■ **TRAVAIL À RÉALISER**: D'après l'hommage au Pr Georges Tchobroutsky, en quelle année a-t-il instauré un enseignement quotidien destiné aux patients diabétiques eux-mêmes ?

■ **EXTRAIT CHOISI**:
+-------+
Hommage au Pr Georges Tchobroutsky

Hommage du Pr Gérard Slama au Pr Georges Tchobroutsky,

L’Assistance Publique-Hôpitaux de Paris, mais plus généralement la France vient de perdre l’un de ses plus éminents médecins : le Pr Georges Tchobroutsky décédé le 29 juin 2019 à Paris.

Il est difficile de dire en quelques mots toute la richesse et l’apport majeur que le Pr Tchobroutsky a prodigué à la médecine en général et à la diabétologie en particulier. Il était un esprit non conventionnel, original, clairvoyant, innovateur ; c’était avant tout un humaniste mettant le patient et sa dignité au cœur de son action. Il a été un enseignant hors pair qui a fasciné des générations entières d’étudiants qui, quarante ans après et plus de quinze ans après son retrait de la vie active, n’ont cessé de me demander de ses nouvelles ici ou là en France ou à l’étranger et de rappeler l’impact qu’il a eu sur leur formation.

Le Pr Tchobroutsky a été un pionnier en diabétologie : il a mis en place dès 1968 un enseignement quotidien des patients diabétiques eux-mêmes pour leur permettre de prendre le plus possible en charge leur maladie, ce que l’on appelle maintenant une éducation thérapeutique. Dès sa prise de fonction de chef de service en 1971, il a transformé le service de néphro-diabétologie de l’Hôtel Dieu du Pr Dérot et du Pr Marcel Legrain en un service prenant en charge exclusivement le traitement des diabétiques : « On ne peut bien faire qu’une seule chose à la fois, et encore… » disait-il. C’est là que, premier en France et parmi les tout premiers dans le monde, il a eu l’intuition, qu’il a ensuite solidement argumentée, que le traitement intensif de l’hyperglycémie par une insulino thérapie fractionnée était la démarche essentielle dans la prévention des complications tardives du diabète. Son école était bien seule à défendre cette position parfois raillée, voire odieusement accusée de construire une carrière sur le dos des diabétiques.
+-------+
■ **EXTRAITS DE DONNÉES**:

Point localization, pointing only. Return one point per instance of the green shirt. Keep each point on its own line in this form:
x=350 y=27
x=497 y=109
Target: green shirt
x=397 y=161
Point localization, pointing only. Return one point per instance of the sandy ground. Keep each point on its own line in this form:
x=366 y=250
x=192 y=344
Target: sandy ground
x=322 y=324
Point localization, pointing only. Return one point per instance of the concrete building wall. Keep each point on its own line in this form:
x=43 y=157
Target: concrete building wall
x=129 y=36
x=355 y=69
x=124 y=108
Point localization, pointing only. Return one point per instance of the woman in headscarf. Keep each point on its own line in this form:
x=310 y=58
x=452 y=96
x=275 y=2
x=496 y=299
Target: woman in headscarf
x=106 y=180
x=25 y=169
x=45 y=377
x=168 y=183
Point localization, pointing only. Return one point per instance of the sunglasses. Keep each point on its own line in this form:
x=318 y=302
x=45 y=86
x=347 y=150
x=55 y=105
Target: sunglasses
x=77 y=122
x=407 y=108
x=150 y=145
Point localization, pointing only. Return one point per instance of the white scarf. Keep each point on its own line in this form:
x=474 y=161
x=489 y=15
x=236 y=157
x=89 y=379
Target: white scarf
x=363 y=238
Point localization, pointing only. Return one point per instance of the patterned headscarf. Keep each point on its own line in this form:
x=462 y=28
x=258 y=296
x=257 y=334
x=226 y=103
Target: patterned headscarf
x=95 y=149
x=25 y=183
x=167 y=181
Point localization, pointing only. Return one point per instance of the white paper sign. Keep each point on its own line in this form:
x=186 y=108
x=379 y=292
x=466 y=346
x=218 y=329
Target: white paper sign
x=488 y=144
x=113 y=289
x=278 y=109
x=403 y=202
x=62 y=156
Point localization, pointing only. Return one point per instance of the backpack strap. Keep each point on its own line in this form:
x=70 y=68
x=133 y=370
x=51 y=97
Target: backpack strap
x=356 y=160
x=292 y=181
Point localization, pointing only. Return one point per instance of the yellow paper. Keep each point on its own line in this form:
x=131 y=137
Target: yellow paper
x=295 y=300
+-------+
■ **PROBLÈME RÉSOLU**: En 1968.